Aim: Retype the full set of records. Keep every character identical.
[Begin Listed records]
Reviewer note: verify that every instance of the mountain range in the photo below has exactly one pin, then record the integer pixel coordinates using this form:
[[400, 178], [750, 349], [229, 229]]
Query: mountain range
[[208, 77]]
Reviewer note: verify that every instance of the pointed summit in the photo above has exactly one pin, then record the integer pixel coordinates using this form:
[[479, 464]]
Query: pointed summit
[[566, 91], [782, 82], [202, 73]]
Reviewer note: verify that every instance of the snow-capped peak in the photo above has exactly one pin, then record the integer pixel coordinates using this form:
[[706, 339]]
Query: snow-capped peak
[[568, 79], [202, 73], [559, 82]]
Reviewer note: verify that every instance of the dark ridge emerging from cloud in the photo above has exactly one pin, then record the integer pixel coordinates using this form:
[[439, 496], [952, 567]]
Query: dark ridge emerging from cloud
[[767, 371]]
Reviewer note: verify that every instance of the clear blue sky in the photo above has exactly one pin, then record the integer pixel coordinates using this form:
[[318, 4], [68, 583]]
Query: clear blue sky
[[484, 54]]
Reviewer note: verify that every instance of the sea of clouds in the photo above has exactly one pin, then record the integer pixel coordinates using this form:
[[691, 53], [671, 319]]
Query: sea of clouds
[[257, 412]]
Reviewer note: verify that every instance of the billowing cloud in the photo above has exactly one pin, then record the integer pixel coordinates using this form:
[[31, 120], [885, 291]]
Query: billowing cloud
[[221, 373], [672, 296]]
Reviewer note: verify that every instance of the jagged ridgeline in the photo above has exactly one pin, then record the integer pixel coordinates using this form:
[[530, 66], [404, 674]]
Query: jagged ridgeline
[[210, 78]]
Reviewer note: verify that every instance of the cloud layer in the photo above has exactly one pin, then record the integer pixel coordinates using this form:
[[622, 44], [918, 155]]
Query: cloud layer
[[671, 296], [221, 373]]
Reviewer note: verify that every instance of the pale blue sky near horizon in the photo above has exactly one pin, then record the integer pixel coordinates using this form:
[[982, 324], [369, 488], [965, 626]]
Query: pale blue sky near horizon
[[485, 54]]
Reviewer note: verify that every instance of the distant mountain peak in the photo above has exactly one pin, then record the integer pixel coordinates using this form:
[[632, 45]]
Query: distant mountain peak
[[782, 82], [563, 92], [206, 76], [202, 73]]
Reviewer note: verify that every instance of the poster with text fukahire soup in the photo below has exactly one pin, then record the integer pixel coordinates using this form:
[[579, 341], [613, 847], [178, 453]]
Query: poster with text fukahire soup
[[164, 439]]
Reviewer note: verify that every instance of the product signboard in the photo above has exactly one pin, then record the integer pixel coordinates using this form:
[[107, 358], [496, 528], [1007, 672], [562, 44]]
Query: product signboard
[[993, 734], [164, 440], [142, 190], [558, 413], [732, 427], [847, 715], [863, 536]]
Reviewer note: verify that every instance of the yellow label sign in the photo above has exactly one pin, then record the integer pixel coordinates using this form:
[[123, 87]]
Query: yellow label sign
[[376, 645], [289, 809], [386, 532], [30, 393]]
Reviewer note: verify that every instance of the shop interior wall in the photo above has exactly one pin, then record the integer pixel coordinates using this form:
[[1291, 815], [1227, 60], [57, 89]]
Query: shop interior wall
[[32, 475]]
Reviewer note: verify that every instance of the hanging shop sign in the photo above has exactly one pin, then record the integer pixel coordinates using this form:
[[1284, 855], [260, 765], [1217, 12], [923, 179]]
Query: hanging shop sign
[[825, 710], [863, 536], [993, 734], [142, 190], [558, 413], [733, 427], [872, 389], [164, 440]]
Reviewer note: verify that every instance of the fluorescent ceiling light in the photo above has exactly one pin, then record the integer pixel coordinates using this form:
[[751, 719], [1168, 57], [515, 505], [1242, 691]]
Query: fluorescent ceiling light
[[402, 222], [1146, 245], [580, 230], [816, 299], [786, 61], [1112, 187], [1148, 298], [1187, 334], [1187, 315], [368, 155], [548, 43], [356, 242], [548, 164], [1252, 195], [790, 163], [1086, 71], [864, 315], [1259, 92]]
[End Listed records]
Exercise solution:
Reviewer note: verify that every instance of the mountain range in the photo below has exactly one pin, then record the integer pixel coordinates using this form:
[[400, 178], [750, 349], [229, 229]]
Query: mountain range
[[208, 77]]
Reviewer note: verify that every instance of the pointed summit in the photo above has exactly one pin, then record the integer pixel coordinates using this form:
[[479, 464]]
Query: pointed summit
[[566, 91], [782, 82], [202, 73]]
Reviewer note: verify that every instance of the snow-capped peak in the photo above has exactly one pin, then record the integer pixel coordinates using this form:
[[706, 339]]
Query: snow-capped peak
[[568, 79], [202, 73], [559, 82]]
Reviewer note: verify that every instance of the dark ridge emerging from cloud in the photo above has exactly one pin, then record the integer pixel coordinates using this form:
[[439, 496], [952, 567]]
Query: dark ridge emerging from cloud
[[767, 371]]
Reviewer note: verify that every instance of the clear blue sky in the photo above has exactly one pin, then record the integer pixel coordinates using this form:
[[318, 4], [68, 583]]
Query: clear blue sky
[[484, 54]]
Reviewer note: verify that every instance of the sea of clouds in the photo above has exactly one pin, then record the integer pixel coordinates using this form:
[[691, 53], [671, 319]]
Query: sea of clouds
[[257, 412]]
Reviewer note: verify that every instance of the billowing cloud in the photo above has exactly one pin, then record the integer pixel coordinates using this form:
[[31, 120], [885, 291]]
Query: billowing cloud
[[221, 373], [672, 296]]
Reviewer note: verify that every instance of the jagged ridgeline in the photo above has exactly one pin, then record the integer pixel coordinates using this form:
[[530, 66], [404, 674]]
Query: jagged ridgeline
[[210, 78]]
Reviewer note: verify that every instance of the cloud layer in the photo above has exactly one pin, then record the integer pixel coordinates using this form:
[[622, 44], [918, 155]]
Query: cloud layer
[[671, 296], [221, 373]]
Reviewer note: verify that every instance of the pale blue sky near horizon in the photo above has exactly one pin, then record the integer pixel coordinates using this form:
[[982, 324], [369, 488], [965, 626]]
Query: pale blue sky near horizon
[[485, 54]]
Reviewer note: verify that every instance of the distant mountain peak in the photo above has exactly one pin, then record the integer pixel coordinates using this form:
[[632, 45]]
Query: distant mountain peak
[[782, 82], [563, 92], [206, 76], [202, 73]]
Reviewer note: verify that every instance of the poster with text fukahire soup in the photo below has exactly one pin, then record the integer pixel coordinates using this form:
[[579, 341], [613, 847], [178, 453]]
Query: poster with text fukahire soup
[[164, 439]]
Reviewer note: verify that every instance of the product signboard in the photo above has exactly one pin, then record the integer pixel coordinates using this form:
[[107, 358], [496, 528], [1007, 672], [562, 44]]
Query: product signboard
[[993, 734], [164, 440], [142, 190], [558, 413], [732, 427], [847, 715], [863, 536]]
Reviewer note: verify that every instance of the yellow label sign in the photo above has exactly one pin, then record the integer pixel coordinates using this form:
[[123, 87]]
Query: yellow label sign
[[376, 645], [289, 809], [386, 532], [30, 393]]
Reviewer note: verify that every instance of the shop interior wall in the photo above has exactly one pin, then record the integer pixel coordinates using this form:
[[1291, 815], [1227, 60], [57, 89]]
Query: shop interior wall
[[32, 475]]
Reviewer note: verify that every instance of the hanging shop sign in the photo above has exactly one pin, then record the integer pixel coordinates using this form:
[[1284, 855], [260, 765], [1217, 12], [923, 179]]
Query: hanging shop sign
[[825, 710], [863, 536], [993, 734], [142, 190], [558, 413], [733, 427], [872, 389], [164, 440]]
Reviewer note: verify that every instance of the fluorescent ceiling light in the photo above has exactly one pin, then record the integer pixel coordinates using this form:
[[751, 719], [1168, 57], [515, 505], [1242, 691]]
Query: fluorescent ceiling light
[[402, 222], [1146, 245], [580, 230], [816, 299], [786, 61], [1112, 187], [1148, 298], [1187, 334], [1187, 315], [368, 155], [548, 43], [356, 242], [548, 164], [1252, 195], [790, 163], [1086, 71], [864, 315], [1259, 92]]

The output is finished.